Reproduce verbatim the stretch of the vendor negotiation article below that opens with the words containing "- Scroll back" and closes with "keep a job.".

+++ SELECTED PASSAGE +++

Let's face it. There are some companies that intimidate us when it's time to negotiate a new agreement. I'm not afraid to say it, and I've been doing this a long time. Technically, you might not be intimidated as much as you are feeling like you don't have any negotiating power, which to me is a little intimidating. But that's how these blue chip companies got so big in the first place. They make you feel like you have no other option or you might lose your job. Whats the old saying, Nobody ever got fired for choosing IBM?
But there are people out there who are experts at negotiating with these giants, and they find double digit savings 90% of the time. How is this possible? They have many tricks up their sleeves but the one we will discuss today is a very advanced contracting tip.
As you know, hospital executives are extremely busy with major projects like trying to implement their EMRs effectively, figuring out their population health management strategy, and so on. So when their Microsoft Enterprise Agreement comes up for renewal, the CIO doesn't have time to stop and think about all of the options in front of them. Basically, their Microsoft rep tells them how many licenses they need for each type of software based on the number of employees accessing it and asks about if they are going to move into virtualization in the near future or not. Then they sign the agreement. Not a lot of negotiation. It's more like choosing accessories when you buy a car.
This happens everyday across the country at every hospital. And it's not just Microsoft. It goes for IBM, Oracle, CA Technologies, SAP and so on. Here's a list of the worlds top 10 largest software companies. I bet that all of them are making bigger margins than your medical/surgical and physician preference vendors. But it's not just software companies that we rollover for, it's also the big telecom vendors like AT&T and Verizon. It's your energy providers like Duke Energy, TXU and Reliant and so on...
Notice that these are all purchased services categories. This is where your massive savings are hiding. I know it's challenging to negotiate with these companies, so I hope this tip will help you think a little bit more strategically when you are looking at these agreements.
Taking Advantage of Market Conditions
The easiest advanced tip I could think of (besides hiring experts) is to be aware of the current market situation for the targeted vendor and their industry. You might be surprised by how much the simple task of starting your negotiations during a certain time of year can impact your pricing and negotiation power.
Examples of Market Conditions
These are some of the techniques the expert consultants use to negotiate with the big dogs:
- When does the company's Fiscal Year end?
- This is public information that can be found from a simple Google search
- Did you know that if you started negotiating with Microsoft right before July 1 you will have more leverage with them than any other time of the year?
- This is true with all companies because the sales reps are trying to hit their end of the year quotas to get the big bonuses.
- Financial Information
- Go to finance.yahoo.com and type in the company's name, scroll to the bottom and click through all three financial reports listed on the left navigation bar. Hows their cash and debt situation?
- Check the stock price. Hows it doing?
- Scroll back up and read the headlines, quarterly reports and analyst opinions. Anything negative happening to them or their industry?
- When you sign energy contracts for electricity and natural gas, please pay attention to the time of year. This seems obvious but it happens all of the time.
- You need an expert to help you time the commodities market. I don't like the idea of buying energy month-to-month like some experts do. I think they do this just to keep a job.

+++ RECORD SET +++

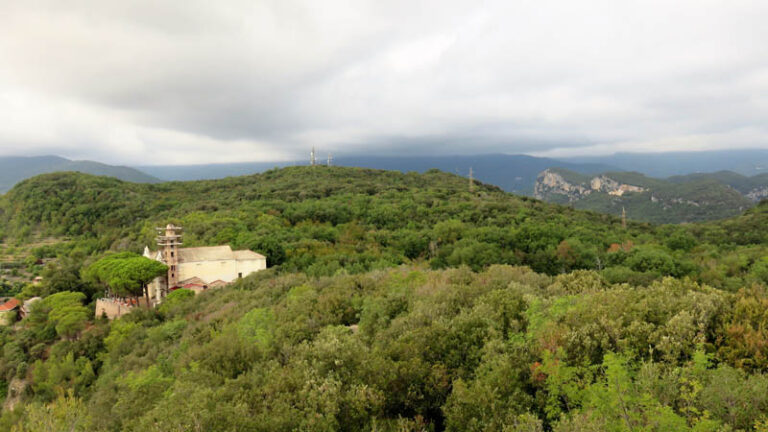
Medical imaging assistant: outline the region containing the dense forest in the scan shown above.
[0,167,768,432]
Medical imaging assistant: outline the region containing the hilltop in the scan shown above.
[0,156,160,194]
[534,168,768,223]
[0,167,768,432]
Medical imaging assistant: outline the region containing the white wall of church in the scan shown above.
[235,258,267,277]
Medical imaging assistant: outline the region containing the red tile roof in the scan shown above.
[0,299,19,312]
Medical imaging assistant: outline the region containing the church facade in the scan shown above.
[144,224,267,304]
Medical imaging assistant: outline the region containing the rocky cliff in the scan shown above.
[534,168,768,223]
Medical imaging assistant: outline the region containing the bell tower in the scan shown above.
[155,224,182,289]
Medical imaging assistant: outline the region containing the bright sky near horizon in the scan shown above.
[0,0,768,165]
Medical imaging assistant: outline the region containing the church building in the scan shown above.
[144,224,267,304]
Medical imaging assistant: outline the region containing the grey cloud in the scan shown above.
[0,0,768,164]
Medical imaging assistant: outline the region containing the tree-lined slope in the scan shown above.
[0,167,768,432]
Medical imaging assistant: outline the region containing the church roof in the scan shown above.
[0,298,19,312]
[233,249,266,261]
[179,246,264,263]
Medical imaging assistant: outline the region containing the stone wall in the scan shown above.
[96,298,147,319]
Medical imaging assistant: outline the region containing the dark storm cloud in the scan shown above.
[0,0,768,164]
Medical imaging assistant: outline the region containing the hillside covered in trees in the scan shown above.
[0,167,768,432]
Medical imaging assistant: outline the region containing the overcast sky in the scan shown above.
[0,0,768,165]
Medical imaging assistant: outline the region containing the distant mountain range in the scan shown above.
[560,148,768,178]
[0,156,160,193]
[534,168,768,223]
[137,154,616,195]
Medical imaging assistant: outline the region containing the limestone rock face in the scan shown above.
[746,186,768,202]
[533,169,646,202]
[589,175,645,196]
[533,169,592,202]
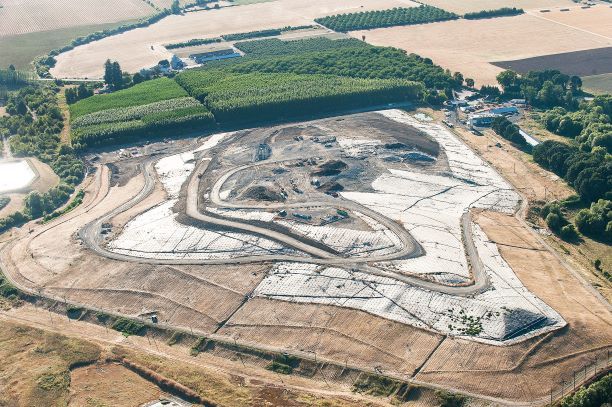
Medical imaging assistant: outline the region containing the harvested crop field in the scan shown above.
[0,0,155,38]
[51,0,416,78]
[416,0,576,14]
[0,110,612,401]
[529,4,612,41]
[351,6,612,86]
[493,46,612,76]
[582,73,612,95]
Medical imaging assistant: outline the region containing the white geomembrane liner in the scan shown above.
[255,110,565,345]
[341,110,519,284]
[254,224,565,345]
[0,160,36,193]
[108,199,297,260]
[107,133,300,260]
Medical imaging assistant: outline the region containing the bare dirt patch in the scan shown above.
[416,0,575,14]
[52,0,416,78]
[0,305,396,407]
[68,363,162,407]
[351,6,612,85]
[493,47,612,76]
[529,4,612,40]
[0,321,100,406]
[417,212,612,400]
[219,298,442,377]
[0,0,155,37]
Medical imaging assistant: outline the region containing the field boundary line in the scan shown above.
[525,11,612,42]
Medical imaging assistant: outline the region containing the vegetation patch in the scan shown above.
[533,140,612,203]
[70,78,214,148]
[177,70,422,123]
[315,5,459,32]
[234,37,371,57]
[111,318,147,336]
[560,374,612,407]
[0,84,85,233]
[491,116,528,147]
[0,196,11,209]
[43,189,85,222]
[70,78,189,120]
[435,390,468,407]
[463,7,525,20]
[353,373,404,397]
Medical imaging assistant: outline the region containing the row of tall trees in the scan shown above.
[0,84,84,233]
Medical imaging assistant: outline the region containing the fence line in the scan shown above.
[550,348,612,406]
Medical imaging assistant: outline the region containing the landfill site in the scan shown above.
[0,110,609,401]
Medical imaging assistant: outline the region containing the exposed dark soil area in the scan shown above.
[312,160,348,176]
[242,185,285,202]
[491,47,612,76]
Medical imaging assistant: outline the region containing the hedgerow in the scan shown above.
[218,47,459,89]
[234,37,371,57]
[315,5,459,32]
[463,7,524,20]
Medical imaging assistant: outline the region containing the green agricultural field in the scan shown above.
[315,5,459,32]
[70,78,214,148]
[177,70,423,123]
[234,37,371,57]
[70,78,189,120]
[222,46,457,90]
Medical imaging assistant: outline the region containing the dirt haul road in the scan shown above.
[73,143,490,296]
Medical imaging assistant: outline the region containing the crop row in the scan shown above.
[72,106,214,147]
[72,97,201,128]
[164,37,223,49]
[315,5,459,32]
[177,70,423,123]
[70,78,189,120]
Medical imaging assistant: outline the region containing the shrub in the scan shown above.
[111,318,146,336]
[561,374,612,407]
[576,199,612,242]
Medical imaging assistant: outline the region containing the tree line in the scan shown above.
[315,4,459,32]
[463,7,525,20]
[0,84,84,233]
[533,140,612,203]
[491,116,528,147]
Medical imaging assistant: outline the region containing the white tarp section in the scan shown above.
[341,110,519,284]
[250,110,565,344]
[0,160,36,193]
[255,225,565,344]
[107,133,300,260]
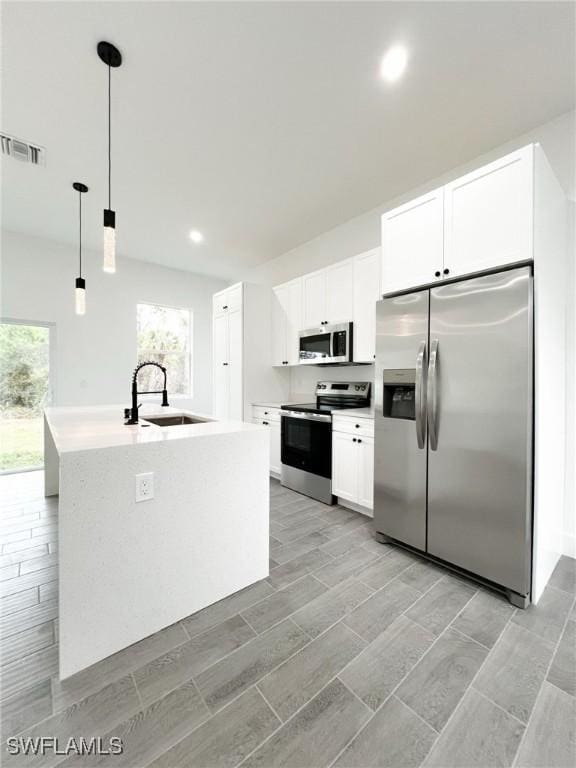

+++

### WRITTEN ANSWER:
- Scroll back up and read the headlines, quarterly reports and analyst opinions. Anything negative happening to them or their industry?
- When you sign energy contracts for electricity and natural gas, please pay attention to the time of year. This seems obvious but it happens all of the time.
- You need an expert to help you time the commodities market. I don't like the idea of buying energy month-to-month like some experts do. I think they do this just to keep a job.